**** Dataset records ****
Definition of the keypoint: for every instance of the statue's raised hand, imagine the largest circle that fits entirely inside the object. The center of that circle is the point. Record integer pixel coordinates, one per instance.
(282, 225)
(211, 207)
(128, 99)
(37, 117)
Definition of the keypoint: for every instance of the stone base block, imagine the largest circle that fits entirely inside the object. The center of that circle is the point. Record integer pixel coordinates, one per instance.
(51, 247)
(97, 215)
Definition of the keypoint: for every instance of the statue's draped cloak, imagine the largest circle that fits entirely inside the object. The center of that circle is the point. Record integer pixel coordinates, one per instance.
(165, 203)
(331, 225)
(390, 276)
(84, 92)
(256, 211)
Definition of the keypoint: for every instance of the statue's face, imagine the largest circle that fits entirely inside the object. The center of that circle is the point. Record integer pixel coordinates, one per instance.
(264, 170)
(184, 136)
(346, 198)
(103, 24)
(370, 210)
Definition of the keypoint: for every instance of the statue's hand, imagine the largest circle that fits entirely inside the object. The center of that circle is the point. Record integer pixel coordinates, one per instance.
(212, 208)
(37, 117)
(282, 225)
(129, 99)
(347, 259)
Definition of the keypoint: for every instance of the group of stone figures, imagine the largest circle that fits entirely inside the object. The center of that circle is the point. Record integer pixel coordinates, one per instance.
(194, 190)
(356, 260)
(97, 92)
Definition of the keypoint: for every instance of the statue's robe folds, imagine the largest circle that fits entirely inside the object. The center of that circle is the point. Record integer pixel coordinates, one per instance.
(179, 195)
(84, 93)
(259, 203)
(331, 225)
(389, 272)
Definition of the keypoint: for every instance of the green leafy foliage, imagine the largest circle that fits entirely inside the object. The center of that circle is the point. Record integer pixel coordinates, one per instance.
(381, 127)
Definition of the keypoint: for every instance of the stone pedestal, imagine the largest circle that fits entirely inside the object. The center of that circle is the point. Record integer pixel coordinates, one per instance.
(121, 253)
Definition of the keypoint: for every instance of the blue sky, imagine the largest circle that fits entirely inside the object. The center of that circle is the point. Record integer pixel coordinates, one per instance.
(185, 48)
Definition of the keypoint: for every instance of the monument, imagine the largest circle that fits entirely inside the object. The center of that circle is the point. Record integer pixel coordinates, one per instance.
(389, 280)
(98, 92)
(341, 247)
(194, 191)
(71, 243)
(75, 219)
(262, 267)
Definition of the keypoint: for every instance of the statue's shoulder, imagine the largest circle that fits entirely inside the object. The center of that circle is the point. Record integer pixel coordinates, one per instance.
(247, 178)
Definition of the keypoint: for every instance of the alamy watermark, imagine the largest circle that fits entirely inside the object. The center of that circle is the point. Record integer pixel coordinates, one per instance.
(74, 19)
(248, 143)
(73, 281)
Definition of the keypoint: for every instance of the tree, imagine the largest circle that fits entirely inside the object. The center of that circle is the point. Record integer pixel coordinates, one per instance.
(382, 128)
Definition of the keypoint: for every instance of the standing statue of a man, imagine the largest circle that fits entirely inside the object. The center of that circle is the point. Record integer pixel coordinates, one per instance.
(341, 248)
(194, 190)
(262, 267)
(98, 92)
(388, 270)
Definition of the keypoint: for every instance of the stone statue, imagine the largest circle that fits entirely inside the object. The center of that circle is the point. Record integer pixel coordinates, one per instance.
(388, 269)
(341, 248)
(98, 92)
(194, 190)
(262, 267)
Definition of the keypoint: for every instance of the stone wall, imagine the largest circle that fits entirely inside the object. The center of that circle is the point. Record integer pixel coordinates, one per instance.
****
**** Dataset records ****
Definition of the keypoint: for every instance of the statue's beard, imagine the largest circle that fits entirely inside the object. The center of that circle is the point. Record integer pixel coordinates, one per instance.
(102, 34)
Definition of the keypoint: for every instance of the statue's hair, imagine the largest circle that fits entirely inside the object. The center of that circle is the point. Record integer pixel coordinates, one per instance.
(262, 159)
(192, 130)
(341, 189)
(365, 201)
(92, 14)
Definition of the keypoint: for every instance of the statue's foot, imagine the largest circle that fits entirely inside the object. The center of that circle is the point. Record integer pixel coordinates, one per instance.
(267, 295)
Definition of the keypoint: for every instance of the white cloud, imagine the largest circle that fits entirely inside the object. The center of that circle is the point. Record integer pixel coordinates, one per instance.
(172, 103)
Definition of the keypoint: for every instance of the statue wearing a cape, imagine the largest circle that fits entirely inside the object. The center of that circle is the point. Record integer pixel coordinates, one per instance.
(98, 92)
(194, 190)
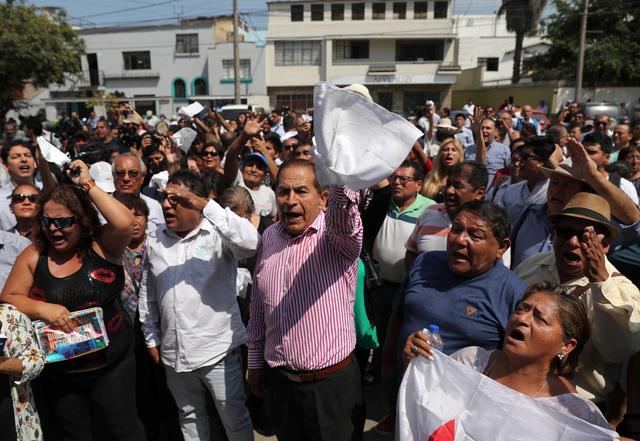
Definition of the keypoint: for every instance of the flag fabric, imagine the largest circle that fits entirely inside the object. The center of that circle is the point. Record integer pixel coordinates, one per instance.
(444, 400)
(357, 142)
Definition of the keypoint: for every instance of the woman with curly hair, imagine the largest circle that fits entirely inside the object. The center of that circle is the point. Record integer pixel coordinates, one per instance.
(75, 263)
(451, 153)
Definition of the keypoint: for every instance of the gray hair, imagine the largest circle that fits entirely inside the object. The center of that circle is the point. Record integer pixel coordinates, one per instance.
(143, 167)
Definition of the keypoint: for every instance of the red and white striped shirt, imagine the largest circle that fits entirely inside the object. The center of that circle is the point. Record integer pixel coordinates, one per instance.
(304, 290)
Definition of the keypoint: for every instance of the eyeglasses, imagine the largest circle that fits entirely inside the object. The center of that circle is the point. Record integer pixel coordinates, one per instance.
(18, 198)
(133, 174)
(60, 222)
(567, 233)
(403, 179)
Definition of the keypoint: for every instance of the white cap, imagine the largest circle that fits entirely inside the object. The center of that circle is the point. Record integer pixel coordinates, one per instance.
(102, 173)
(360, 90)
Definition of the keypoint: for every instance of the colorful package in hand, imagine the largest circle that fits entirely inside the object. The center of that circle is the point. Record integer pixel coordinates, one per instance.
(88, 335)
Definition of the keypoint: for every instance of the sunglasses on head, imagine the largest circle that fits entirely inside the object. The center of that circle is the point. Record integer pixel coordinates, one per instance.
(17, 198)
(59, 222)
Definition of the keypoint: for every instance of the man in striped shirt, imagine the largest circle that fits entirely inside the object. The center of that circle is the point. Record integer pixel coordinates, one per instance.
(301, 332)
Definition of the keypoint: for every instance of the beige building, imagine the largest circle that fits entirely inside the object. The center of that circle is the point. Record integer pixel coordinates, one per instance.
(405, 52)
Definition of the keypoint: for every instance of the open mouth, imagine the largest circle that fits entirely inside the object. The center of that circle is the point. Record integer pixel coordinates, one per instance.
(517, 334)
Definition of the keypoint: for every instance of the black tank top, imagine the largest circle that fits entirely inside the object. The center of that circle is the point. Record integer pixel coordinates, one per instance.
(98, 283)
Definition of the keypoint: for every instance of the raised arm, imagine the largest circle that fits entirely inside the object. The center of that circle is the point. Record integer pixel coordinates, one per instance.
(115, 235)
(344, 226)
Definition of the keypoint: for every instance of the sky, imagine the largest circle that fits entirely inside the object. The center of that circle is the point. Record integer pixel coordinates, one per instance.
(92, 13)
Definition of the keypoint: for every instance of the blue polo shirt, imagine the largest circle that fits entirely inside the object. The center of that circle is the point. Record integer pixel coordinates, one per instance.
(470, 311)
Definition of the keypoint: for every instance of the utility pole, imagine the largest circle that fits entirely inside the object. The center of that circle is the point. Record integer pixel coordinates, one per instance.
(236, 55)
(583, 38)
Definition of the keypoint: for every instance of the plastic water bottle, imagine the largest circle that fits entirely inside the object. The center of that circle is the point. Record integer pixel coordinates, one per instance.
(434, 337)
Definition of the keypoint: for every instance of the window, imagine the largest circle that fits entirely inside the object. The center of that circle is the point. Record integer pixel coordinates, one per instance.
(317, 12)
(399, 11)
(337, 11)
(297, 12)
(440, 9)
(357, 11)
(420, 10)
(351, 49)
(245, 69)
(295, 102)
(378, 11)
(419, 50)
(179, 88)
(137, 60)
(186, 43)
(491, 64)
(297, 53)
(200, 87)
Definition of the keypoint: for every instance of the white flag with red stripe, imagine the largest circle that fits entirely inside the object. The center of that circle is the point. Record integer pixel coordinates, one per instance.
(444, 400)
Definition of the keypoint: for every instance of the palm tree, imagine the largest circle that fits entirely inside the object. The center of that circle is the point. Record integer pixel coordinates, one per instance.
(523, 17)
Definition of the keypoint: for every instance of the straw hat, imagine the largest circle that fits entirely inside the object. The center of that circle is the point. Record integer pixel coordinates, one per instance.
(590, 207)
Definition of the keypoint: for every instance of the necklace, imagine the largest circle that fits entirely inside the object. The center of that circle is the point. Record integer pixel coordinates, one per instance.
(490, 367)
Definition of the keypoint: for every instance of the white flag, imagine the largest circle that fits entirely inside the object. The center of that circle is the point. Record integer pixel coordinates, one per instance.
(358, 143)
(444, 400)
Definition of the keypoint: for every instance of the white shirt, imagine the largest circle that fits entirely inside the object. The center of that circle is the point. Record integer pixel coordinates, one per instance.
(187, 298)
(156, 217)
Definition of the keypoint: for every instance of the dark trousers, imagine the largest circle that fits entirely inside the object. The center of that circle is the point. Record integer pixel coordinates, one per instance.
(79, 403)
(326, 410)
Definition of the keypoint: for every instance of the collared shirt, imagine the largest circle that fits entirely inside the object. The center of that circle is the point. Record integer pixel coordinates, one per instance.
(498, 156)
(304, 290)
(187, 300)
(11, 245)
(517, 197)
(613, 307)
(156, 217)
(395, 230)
****
▸ Task objective
Please copy the lines word for word, starting with the line that contains "Definition of the keypoint: for every instance of the alamy" and going on through the line that contains "stone wall, imagine", with both of those lines included.

▸ Response
Definition of the keypoint: for every instance of the alamy watermark, imagine the largest circle that fits entirely inside the object. The center of that circle is the point. Record integer pixel coordinates, one per instance.
(74, 19)
(248, 143)
(73, 281)
Definition of the keypoint: for every instance of the tree, imagine the largest circle that fits entirely inside the object. The center of that circle is the point. Record integer pixel coordinates, one per instance.
(382, 128)
Definition of the keypoint: for every instance of the standing statue of a man, imagine the largest circle that fits entirely inside the object. The center of that circle is the point. Record integer pixel coordinates, one per instance.
(341, 248)
(194, 190)
(262, 267)
(98, 92)
(388, 270)
Definition of the keypoint: for every instance of the stone statue, imagine the largest circle that fits entirely inside the object. The center of that circle is the point. Record integer pixel coordinates, one per instance.
(388, 269)
(341, 248)
(98, 92)
(194, 190)
(262, 267)
Definition of the keypoint: for every instance of the stone wall, imagine the largest circle that fits entirely inside the object. The center of that circle is the point. Record integer pixel coordinates, one per instance.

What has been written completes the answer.